** begin RECORDS FOR THE TASK **

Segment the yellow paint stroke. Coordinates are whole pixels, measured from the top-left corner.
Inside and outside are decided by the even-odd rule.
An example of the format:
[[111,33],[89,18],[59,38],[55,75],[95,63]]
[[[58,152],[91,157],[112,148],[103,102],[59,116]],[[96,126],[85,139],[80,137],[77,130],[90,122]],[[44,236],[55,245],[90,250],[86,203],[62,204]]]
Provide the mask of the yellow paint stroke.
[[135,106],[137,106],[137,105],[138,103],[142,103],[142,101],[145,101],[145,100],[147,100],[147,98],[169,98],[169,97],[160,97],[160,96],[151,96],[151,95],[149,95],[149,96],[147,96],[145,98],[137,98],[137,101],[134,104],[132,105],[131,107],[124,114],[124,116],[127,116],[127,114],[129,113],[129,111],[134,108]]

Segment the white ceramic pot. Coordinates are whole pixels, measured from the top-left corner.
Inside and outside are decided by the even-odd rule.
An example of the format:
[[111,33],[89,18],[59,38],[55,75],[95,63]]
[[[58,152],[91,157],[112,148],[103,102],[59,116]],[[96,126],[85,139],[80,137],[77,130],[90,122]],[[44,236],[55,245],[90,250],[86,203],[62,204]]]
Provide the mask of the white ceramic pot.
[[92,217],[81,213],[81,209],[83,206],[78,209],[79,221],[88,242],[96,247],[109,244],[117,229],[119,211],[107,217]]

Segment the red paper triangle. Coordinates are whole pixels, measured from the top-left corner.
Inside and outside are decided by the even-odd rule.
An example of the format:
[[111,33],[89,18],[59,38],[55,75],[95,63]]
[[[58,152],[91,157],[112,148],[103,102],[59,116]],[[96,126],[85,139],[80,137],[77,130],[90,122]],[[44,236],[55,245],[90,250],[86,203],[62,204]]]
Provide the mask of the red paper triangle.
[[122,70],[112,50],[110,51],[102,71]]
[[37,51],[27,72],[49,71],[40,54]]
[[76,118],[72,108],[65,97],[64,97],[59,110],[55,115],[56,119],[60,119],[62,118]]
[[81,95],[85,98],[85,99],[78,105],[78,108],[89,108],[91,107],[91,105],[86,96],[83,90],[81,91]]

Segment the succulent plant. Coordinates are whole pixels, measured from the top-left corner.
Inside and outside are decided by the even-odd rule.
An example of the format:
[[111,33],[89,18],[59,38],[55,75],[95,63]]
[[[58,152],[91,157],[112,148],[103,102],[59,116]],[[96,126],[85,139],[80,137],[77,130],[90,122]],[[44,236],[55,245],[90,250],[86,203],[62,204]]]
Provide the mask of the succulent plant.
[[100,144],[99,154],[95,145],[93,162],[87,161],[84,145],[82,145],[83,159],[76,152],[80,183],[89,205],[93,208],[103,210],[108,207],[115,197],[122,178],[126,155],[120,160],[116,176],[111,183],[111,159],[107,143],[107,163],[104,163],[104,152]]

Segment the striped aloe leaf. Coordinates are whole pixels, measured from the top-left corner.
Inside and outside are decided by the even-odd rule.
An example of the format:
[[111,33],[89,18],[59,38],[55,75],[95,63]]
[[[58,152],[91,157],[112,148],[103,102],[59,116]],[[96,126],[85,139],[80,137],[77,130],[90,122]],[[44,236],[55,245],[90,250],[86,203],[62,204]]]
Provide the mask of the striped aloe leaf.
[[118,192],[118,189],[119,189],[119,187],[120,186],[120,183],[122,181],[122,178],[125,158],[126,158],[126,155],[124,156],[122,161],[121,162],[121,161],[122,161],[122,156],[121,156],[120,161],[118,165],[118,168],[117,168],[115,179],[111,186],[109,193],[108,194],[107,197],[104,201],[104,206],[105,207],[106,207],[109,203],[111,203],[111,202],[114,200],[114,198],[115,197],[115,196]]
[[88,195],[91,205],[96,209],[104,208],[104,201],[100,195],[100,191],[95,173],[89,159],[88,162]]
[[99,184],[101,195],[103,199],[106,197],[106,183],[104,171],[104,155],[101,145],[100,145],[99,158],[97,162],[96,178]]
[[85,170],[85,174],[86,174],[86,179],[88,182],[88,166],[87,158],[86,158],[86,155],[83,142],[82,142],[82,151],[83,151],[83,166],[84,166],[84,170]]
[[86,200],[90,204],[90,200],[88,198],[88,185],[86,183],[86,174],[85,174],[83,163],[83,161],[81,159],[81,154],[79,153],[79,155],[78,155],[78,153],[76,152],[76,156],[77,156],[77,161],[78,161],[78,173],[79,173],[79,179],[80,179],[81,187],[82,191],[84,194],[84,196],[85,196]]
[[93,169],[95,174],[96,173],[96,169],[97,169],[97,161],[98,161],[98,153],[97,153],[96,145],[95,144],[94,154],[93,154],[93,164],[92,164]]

** end RECORDS FOR THE TASK **

Write every record out again, unaltered.

Segment the yellow paint stroke. Coordinates are whole pixels, measured from the top-left corner.
Inside and outside are decided by the even-odd rule.
An example of the format:
[[111,33],[89,18],[59,38],[55,75],[95,63]]
[[[58,152],[91,157],[112,148],[103,102],[59,116]],[[96,126],[85,139],[80,137],[77,130],[90,122]],[[44,236],[55,245],[90,250],[86,203],[62,204]]]
Provide the mask of the yellow paint stroke.
[[135,106],[137,106],[137,105],[138,103],[142,103],[142,101],[145,101],[145,100],[147,100],[147,98],[169,98],[169,97],[160,97],[160,96],[151,96],[151,95],[149,95],[149,96],[147,96],[145,98],[137,98],[137,101],[134,104],[132,105],[131,107],[124,114],[124,116],[127,116],[127,114],[129,113],[129,111],[134,108]]

Segment the white ceramic pot. Coordinates are whole pixels, measured from the top-left corner.
Inside and outside are decided by the even-odd rule.
An example of the format:
[[111,33],[89,18],[59,38],[55,75],[95,63]]
[[[58,152],[91,157],[112,148],[103,102],[59,116]],[[96,126],[85,139],[80,137],[77,130],[90,122]],[[44,236],[55,245],[90,250],[86,203],[62,204]]]
Provide the mask of the white ceramic pot.
[[92,217],[81,213],[81,209],[83,206],[78,209],[79,221],[88,242],[96,247],[109,244],[117,229],[119,211],[107,217]]

Segment the red paper triangle. Coordinates are whole pixels, measured from the top-left corner.
Inside and outside are decided by the even-odd rule.
An example of the format:
[[111,33],[89,18],[59,38],[55,75],[95,63]]
[[[58,152],[91,157],[112,148],[103,102],[59,116]],[[96,126],[85,139],[80,137],[77,130],[90,122]],[[44,236],[55,245],[90,250],[86,203],[62,204]]]
Provide the mask of the red paper triangle.
[[122,70],[112,50],[110,51],[102,71]]
[[37,51],[27,72],[49,71],[40,54]]
[[76,118],[72,108],[65,97],[64,97],[59,110],[55,115],[56,119],[60,119],[62,118]]
[[81,95],[85,98],[85,99],[78,105],[78,108],[89,108],[91,107],[91,105],[86,96],[83,90],[81,91]]

Segment the succulent plant. Coordinates are whole pixels, measured from the top-left corner.
Inside and outside are decided by the even-odd rule.
An example of the format:
[[111,33],[89,18],[59,38],[55,75],[95,63]]
[[[58,152],[91,157],[112,148],[103,102],[59,116]],[[96,126],[85,139],[80,137],[77,130],[90,122]],[[44,236],[55,245],[90,250],[86,203],[62,204]]]
Provide the mask of the succulent plant.
[[100,144],[99,154],[95,145],[93,162],[87,161],[84,145],[82,145],[83,159],[76,152],[80,183],[89,205],[93,208],[103,210],[108,207],[115,197],[122,178],[126,155],[120,160],[116,176],[111,183],[111,159],[107,143],[107,163],[104,163],[104,152]]

Segment the striped aloe leaf. Coordinates are whole pixels, measured from the top-left corner.
Inside and outside are decided by the even-odd rule.
An example of the format:
[[111,33],[89,18],[59,38],[55,75],[95,63]]
[[[58,152],[91,157],[112,148],[103,102],[59,116]],[[96,126],[85,139],[80,137],[77,130],[90,122]],[[44,236],[55,245],[90,250],[86,203],[62,204]]]
Provide the mask of the striped aloe leaf.
[[118,192],[118,189],[119,189],[119,187],[120,186],[120,183],[122,181],[122,178],[125,158],[126,158],[126,155],[124,156],[122,161],[121,162],[121,161],[122,161],[122,156],[121,156],[120,161],[118,165],[118,168],[117,168],[115,179],[111,186],[109,193],[108,194],[107,197],[104,201],[104,206],[105,207],[106,207],[109,203],[111,203],[111,202],[114,200],[114,198],[115,197],[115,196]]
[[88,195],[91,205],[96,209],[104,208],[104,201],[100,195],[100,191],[95,173],[89,159],[88,162]]
[[99,184],[101,195],[103,199],[106,197],[106,183],[104,171],[104,155],[101,145],[100,145],[99,158],[97,162],[96,178]]
[[85,170],[85,174],[86,174],[86,179],[88,182],[88,166],[87,158],[86,158],[86,155],[83,142],[82,142],[82,151],[83,151],[83,166],[84,166],[84,170]]
[[86,200],[90,204],[90,200],[88,198],[88,185],[86,183],[86,174],[85,174],[83,163],[83,161],[81,159],[81,154],[79,153],[79,155],[78,155],[78,153],[76,152],[76,156],[77,156],[77,161],[78,161],[78,173],[79,173],[79,179],[80,179],[81,187],[82,191],[84,194],[84,196],[85,196]]
[[93,169],[95,174],[96,173],[96,169],[97,169],[97,161],[98,161],[98,153],[97,153],[96,145],[95,144],[94,154],[93,154],[93,164],[92,164]]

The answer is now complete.